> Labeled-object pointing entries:
-.-.-

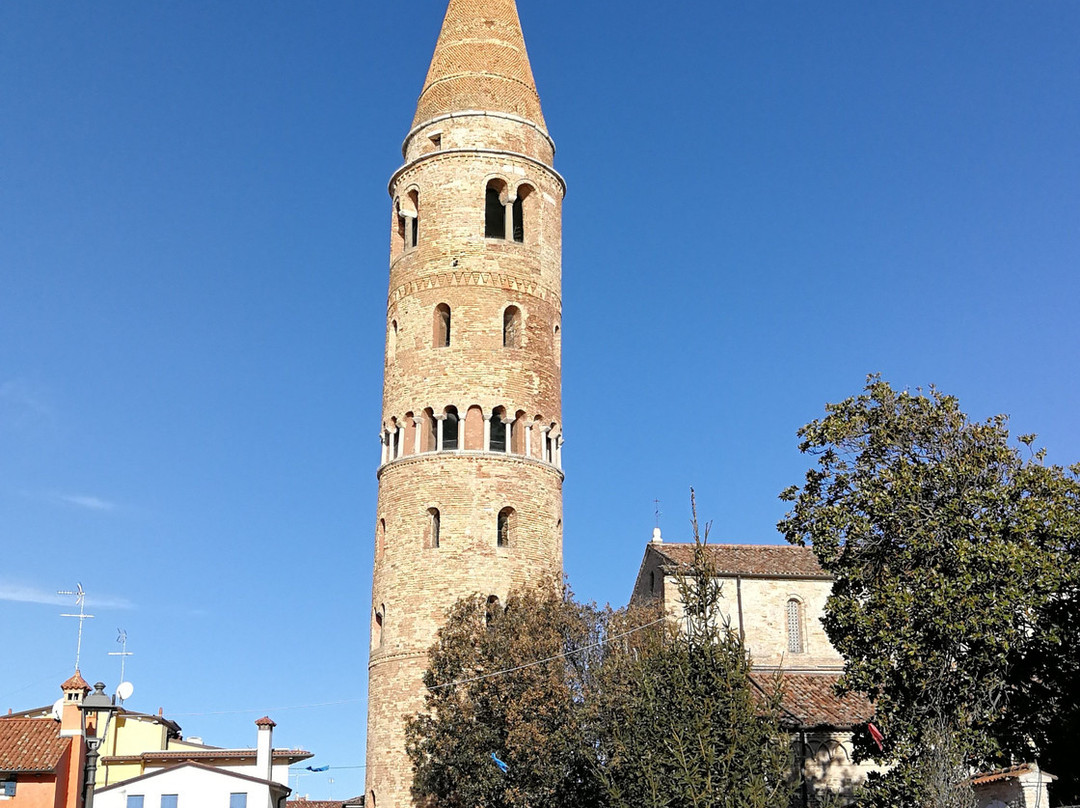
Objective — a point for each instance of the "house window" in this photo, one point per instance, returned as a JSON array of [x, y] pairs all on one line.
[[794, 627], [505, 527]]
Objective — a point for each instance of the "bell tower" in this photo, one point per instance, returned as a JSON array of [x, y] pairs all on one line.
[[470, 480]]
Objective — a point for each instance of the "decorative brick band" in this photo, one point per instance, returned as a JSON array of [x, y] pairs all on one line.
[[508, 282]]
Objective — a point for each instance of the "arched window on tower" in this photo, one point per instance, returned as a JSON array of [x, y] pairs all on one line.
[[441, 336], [498, 430], [433, 524], [429, 431], [504, 527], [450, 429], [408, 219], [491, 613], [795, 644], [523, 207], [377, 629], [495, 210], [512, 327]]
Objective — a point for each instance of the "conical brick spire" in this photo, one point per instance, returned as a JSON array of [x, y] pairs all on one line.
[[480, 64]]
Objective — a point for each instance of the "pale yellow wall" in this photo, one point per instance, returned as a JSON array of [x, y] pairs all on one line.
[[129, 735]]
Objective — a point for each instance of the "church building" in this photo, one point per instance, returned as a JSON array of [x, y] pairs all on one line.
[[470, 480]]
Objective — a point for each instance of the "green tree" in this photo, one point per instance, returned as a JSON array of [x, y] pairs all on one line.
[[956, 596], [678, 722], [507, 681]]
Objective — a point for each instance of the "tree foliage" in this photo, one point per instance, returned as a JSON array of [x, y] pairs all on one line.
[[596, 709], [529, 717], [956, 596]]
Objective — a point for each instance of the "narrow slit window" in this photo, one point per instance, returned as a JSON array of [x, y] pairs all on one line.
[[512, 327], [433, 523], [498, 431], [505, 527], [794, 627], [442, 326], [518, 220]]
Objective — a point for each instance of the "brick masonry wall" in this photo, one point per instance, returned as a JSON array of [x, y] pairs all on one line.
[[454, 264]]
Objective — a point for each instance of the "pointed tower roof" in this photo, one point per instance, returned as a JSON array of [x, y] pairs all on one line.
[[480, 63]]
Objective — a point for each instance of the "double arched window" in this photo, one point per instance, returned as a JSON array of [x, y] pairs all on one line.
[[504, 211]]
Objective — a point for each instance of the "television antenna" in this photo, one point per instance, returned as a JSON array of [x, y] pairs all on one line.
[[80, 600], [123, 652]]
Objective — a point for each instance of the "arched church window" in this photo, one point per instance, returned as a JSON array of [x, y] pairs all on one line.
[[377, 629], [523, 205], [795, 644], [491, 611], [498, 431], [505, 527], [495, 210], [450, 429], [512, 327], [433, 524], [441, 336]]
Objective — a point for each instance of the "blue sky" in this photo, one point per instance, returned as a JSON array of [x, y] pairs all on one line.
[[767, 201]]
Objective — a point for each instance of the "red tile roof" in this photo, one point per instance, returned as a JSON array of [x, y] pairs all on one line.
[[293, 755], [810, 700], [31, 744], [751, 560]]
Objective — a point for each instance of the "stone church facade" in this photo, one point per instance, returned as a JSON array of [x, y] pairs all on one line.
[[470, 480]]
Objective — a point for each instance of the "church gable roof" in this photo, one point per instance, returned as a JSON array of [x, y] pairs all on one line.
[[809, 700], [480, 64], [31, 744], [766, 561]]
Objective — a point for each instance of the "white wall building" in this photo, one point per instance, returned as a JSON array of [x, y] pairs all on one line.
[[190, 783]]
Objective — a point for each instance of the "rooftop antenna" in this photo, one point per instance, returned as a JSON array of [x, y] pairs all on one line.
[[80, 598], [123, 652]]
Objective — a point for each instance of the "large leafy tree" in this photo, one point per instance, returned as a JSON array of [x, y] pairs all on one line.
[[956, 600], [507, 681], [596, 709]]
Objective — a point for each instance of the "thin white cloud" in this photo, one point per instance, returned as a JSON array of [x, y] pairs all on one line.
[[26, 593], [83, 500], [22, 403]]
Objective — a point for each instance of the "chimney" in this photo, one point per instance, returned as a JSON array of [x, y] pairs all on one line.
[[264, 749], [75, 690]]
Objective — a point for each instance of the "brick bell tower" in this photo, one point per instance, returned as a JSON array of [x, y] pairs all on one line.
[[470, 480]]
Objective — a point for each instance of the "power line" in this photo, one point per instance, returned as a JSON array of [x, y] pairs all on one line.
[[549, 659], [436, 687]]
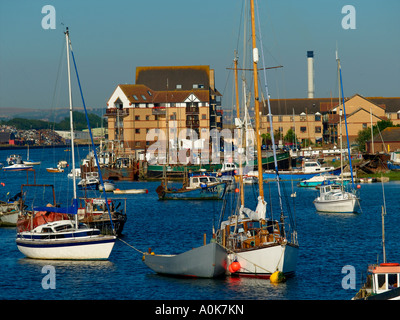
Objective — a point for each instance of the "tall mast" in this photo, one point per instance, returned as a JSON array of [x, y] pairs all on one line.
[[240, 133], [70, 113], [71, 125], [256, 101]]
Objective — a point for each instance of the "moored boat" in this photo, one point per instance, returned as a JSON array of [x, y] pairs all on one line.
[[207, 261]]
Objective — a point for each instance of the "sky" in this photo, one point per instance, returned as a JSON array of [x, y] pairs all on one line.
[[111, 38]]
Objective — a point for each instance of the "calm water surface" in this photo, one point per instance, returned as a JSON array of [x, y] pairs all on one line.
[[328, 242]]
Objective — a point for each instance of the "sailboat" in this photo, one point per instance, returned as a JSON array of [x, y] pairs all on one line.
[[30, 162], [258, 246], [332, 198], [65, 239], [383, 279]]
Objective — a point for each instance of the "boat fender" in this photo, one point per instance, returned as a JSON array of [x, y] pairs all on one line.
[[389, 264], [234, 266], [277, 277]]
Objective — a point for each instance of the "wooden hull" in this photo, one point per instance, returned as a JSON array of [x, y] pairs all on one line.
[[208, 261]]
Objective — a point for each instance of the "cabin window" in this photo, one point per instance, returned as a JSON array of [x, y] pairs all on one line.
[[381, 282], [392, 280]]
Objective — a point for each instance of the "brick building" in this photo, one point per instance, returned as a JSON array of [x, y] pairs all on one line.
[[173, 97]]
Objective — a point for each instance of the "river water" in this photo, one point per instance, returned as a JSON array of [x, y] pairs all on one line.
[[329, 243]]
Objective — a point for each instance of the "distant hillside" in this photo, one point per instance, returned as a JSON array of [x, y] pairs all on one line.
[[79, 122]]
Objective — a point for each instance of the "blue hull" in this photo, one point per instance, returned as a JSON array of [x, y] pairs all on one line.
[[215, 192], [296, 175]]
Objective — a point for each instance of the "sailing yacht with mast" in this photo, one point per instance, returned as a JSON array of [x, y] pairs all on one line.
[[332, 198], [65, 239], [257, 246]]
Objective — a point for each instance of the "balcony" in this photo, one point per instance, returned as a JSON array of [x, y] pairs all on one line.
[[158, 111], [114, 112]]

-.-.-

> EXERCISE INSTRUCTIONS: Write the records out once more, exactly as they appear, with no pictures.

> TASK RESPONSE:
Objective — a point for each instance of the "house window" in this photo, one point per instance, returned as a JSON array of [x, y] pairs all on one line.
[[794, 627], [505, 527]]
Objective — a point for each instance of the "bell tower" in this photo, one point per instance, returned as a JSON array of [x, y] pairs all on one line.
[[470, 480]]
Objective — a point for each instance of the "decorative brick band" in this photo, one point per instance, returned as a JSON array of [x, y] pairs all on one line.
[[508, 282]]
Objective — a point for each instance of the "arched window on tower" in this photo, one point per instance, returned as a JSON array of [x, y] pairs all on one line.
[[441, 336], [498, 430], [433, 524], [429, 431], [504, 527], [450, 429], [408, 219], [491, 613], [795, 644], [523, 207], [377, 629], [495, 210], [512, 327]]
Objective — a point for each instance of the "conical brick spire" in this photo, one point per instance, returned as a JSON array of [x, y] pairs all on one line.
[[480, 64]]
Objective — a point for each instance of the "pale yellow wall" in this photo, one point per instance, returned as a JSON array of [x, y] pairs all on one line.
[[129, 735]]
Objective — a point for each instance of the "church building" in this photo, one point per instance, returned as a JSON array of [x, y] pairs all on one line.
[[470, 480]]
Objective — a point for each instance of the "green tree" in this photo, one point per instance, returned as a JSON array of [x, y] pairs all on one line.
[[956, 596], [678, 722], [507, 681]]
Objective — a point for each instance of the "tree foliage" in this photo, one point per instance, returned as a JSON array of [x, y] pairs all on one line.
[[596, 709], [529, 717], [956, 596]]
Objective — a point for each instance of the "narrow slit window" in this photo, one point per instance, returned as a JSON array of [x, y] pairs all on one line.
[[512, 327], [433, 523], [498, 431], [505, 527], [794, 627], [442, 326], [518, 220]]
Objective — a point for each instance of the "brick masonry wall" in this photo, one point per instance, returned as a JSON array of [x, y] pairs all on one line.
[[454, 264]]
Objective — a point for each instance of the "pointed tower roof" in this photo, one point per instance, returned as a JSON array of [x, y] pairs all on one line.
[[480, 63]]
Objective — a point for each instance of the "double arched window" in this photo, one point per instance, returned as a JSON array of [x, y] pairs all on one line.
[[504, 211]]
Objective — a point for each instance of the "television antenna" in this photo, one point per instance, returned as a JSON array of [x, y] pairs all on one line.
[[80, 600], [123, 652]]
Objective — a point for each instance of the "arched church window" in this photo, one point per instance, returned as a JSON array of [x, y] pairs all on one line.
[[377, 629], [523, 205], [795, 644], [491, 611], [498, 431], [505, 527], [495, 210], [450, 429], [512, 327], [433, 524], [441, 336]]
Objective — a point for each instance of the "blue sky" in this photo, one point per instance, returned as a JSON array of [x, y] pairs all on one line.
[[767, 201]]
Objective — a point for each instance of the "red tile roof" in this photo, one point per instance, returned as a JSON array of [x, y] pairs all on one line.
[[293, 755], [810, 700], [31, 744], [751, 560]]
Objective — a point for each instance of the "stone church facade" in this photo, one point per instance, returned as a JSON array of [x, y] pairs all on one line.
[[470, 480]]
Objective — a point for each instance of the "church gable roof" in this photo, one point per instance, returned as a JSON array of [x, y] pairs all on one line.
[[809, 700], [480, 64], [31, 744], [766, 561]]
Objective — a point for each instance of the "white wall building" in this photo, one point per instance, returned as a JSON array of [x, y] pairs all on one line.
[[190, 783]]
Objective — a point for each instance of the "rooftop antenna" in this photo, one point per instance, returned as a JSON array of [x, y] pairs all on one line.
[[80, 598], [123, 652]]
Objective — a point for each instance of the "large leafy tree" in this photo, one point per instance, returned as a JSON array of [x, y] pairs all on one line.
[[956, 600], [507, 681], [596, 709]]
Objective — a point for each instance of the "thin white cloud" in this photo, one point per instance, returned as a JSON array of [x, y] pairs all on one line.
[[26, 593], [83, 500], [22, 403]]
Objective — a point for each instance of the "chimney" in this photo, one point per instance, returned as a JSON array of [x, y] pairs all on one line.
[[264, 749], [75, 690]]
Objective — a point for each instance of the "brick bell tower" in this photo, one point per instance, returned as a JSON array of [x, y] pairs all on one line.
[[470, 480]]
Objective — a point for each instance of the "power line" in this photo, one point per instance, returned as a JSON array of [x, y] pairs all on one line.
[[549, 659], [436, 687]]
Objective — a point for each instance of the "tall mast" in this photo, one point per instance, returned as a JSON array of [x, y] pairs all on one line.
[[240, 133], [70, 113], [71, 125], [256, 101]]
Objective — a point for each instance of the "moored boat" in this photo, one point per instance, returned as a JSON array of [x, y] pairs all on one line.
[[207, 261]]
Objective — a point for each instance of the "sky" in this photo, one point per instance, returned as a JSON array of [x, y] pairs all on one line.
[[111, 38]]
Objective — a point for each instance of the "calm water surface" in this photo, one point per instance, returned as a JSON array of [x, y] pairs all on one line.
[[328, 242]]
Objective — a point for each instance of the "sailboat" in this photo, one point per instance, returned as a JSON array of [x, y] pairs all on one line.
[[30, 162], [258, 246], [332, 198], [65, 239], [383, 279]]
Objective — a point for each instance of the "boat fender" in this photo, one point per instance, returned as a JSON array of [x, y] pairs all on one line.
[[389, 264], [234, 266], [277, 277]]
Objective — a point for each instance of the "wooden hull" in this photo, one point per instance, returned as a JSON array of [x, y] pairs all on one line.
[[208, 261]]
Objective — a point for each instance of the "cabin window" in this photo, one point per instance, returned as a JSON array of [x, y] pairs all on one line.
[[381, 282], [392, 280]]
Objective — a point for each instance of the "brick building" in this photo, one point per instance, returned as a JSON array of [x, y] pairs all on one line.
[[173, 97]]
Objective — a point for each instance of the "river water" in this photo, one point per instance, returned as a JSON array of [x, y] pairs all on one line.
[[329, 243]]
Objective — a point for each instance of the "distant hillside" in this photo, one point per instance, returned as a JSON array of [x, y] pairs all on one line.
[[79, 122]]
Objective — a point for each instance of the "blue hull" in this photo, one point per instance, returned as a JSON array of [x, y] pairs all on one line.
[[215, 192], [296, 175]]
Objective — a point for each instance of the "sailing yacht with mast" in this photo, one point per instance, returned as a JSON array of [x, y] pairs all on one line.
[[332, 198], [65, 239], [257, 246]]
Objective — a point for each instance of the "balcony" in this photo, one point per instance, returned as a JSON array of [x, y] pairs all on one line.
[[158, 111], [114, 112]]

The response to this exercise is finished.